Exercise goal: With spelling and spacing unchanged, write out each line of the material.
::::::::
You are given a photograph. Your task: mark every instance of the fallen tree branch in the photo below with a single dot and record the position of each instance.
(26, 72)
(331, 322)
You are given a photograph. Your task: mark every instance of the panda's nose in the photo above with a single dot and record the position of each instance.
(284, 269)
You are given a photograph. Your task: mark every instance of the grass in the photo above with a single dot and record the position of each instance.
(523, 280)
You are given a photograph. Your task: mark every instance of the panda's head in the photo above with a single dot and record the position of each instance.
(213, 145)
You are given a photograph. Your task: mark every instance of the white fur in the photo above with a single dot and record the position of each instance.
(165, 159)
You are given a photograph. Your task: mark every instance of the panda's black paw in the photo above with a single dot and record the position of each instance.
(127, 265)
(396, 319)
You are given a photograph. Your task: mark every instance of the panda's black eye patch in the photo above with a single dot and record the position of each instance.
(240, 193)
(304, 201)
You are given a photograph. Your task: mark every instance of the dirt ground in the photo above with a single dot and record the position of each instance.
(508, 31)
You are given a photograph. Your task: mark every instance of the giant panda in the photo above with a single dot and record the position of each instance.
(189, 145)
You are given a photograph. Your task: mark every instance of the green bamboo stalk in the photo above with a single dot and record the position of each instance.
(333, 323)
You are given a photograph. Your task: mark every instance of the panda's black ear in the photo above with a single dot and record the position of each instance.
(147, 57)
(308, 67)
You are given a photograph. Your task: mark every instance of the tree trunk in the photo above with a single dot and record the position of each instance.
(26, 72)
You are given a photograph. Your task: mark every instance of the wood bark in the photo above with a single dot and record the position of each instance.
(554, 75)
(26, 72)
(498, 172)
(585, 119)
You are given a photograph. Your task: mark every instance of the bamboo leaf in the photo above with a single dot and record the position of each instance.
::::::::
Answer section:
You are given a photograph. Your task: mark every instance of the fallen tree branch in the photo below with a single dot and record the position of each instance.
(26, 72)
(331, 322)
You are given a photograph. Your task: mark every instance of the panda's nose in the photo above with a single dot and record the position of each instance.
(284, 269)
You are given a photograph. Your task: mark every instance of the grass in the photo above with a single dot and record the position of each instance.
(523, 280)
You are given a photograph. Your task: mark every instance of the panda's head in the photo above with a single dot and record the position of each instance.
(213, 145)
You are given a photograph. Your task: mark every instance of the white fur in the photo above with a single dot and record the position of each instance.
(165, 159)
You are given a photograph. Your task: mark every instance of the panda's black paw in the photo above with a single dot and record the position of each instance.
(127, 265)
(396, 319)
You are given a photograph. Your task: mark every instance of the panda's black eye patch in the photo above with a single dot and record the position of each instance.
(240, 193)
(304, 201)
You are given a photograph. Your task: mark every instance of the dirt ground in the photo above with a single dot and record the position of each instance.
(508, 31)
You are given a photograph. Your task: mark every instance of the giant panda in the photo above with a single dot and record the position of each instance.
(189, 145)
You are given a photograph. Your task: mark every instance of the green bamboo stalk in the photo above with a single dot and record the position of each instance.
(333, 323)
You are given a photograph. Your task: mark every instance of the panda's black ear in the photo above with a single dot and record the position of each instance.
(147, 57)
(308, 67)
You are given a photograph. Your task: mark every instance of the tree trunk in the photo above with a single dot and record the position of each instance.
(26, 72)
You are given a photograph. Your task: mark every instance of the wood bark in the photo above with a single dot and record the position of each instance.
(554, 75)
(26, 72)
(498, 172)
(585, 119)
You are given a photograph. Your task: mark every instance of the bamboo leaf in the photo above with a single dot and record the position of each instance.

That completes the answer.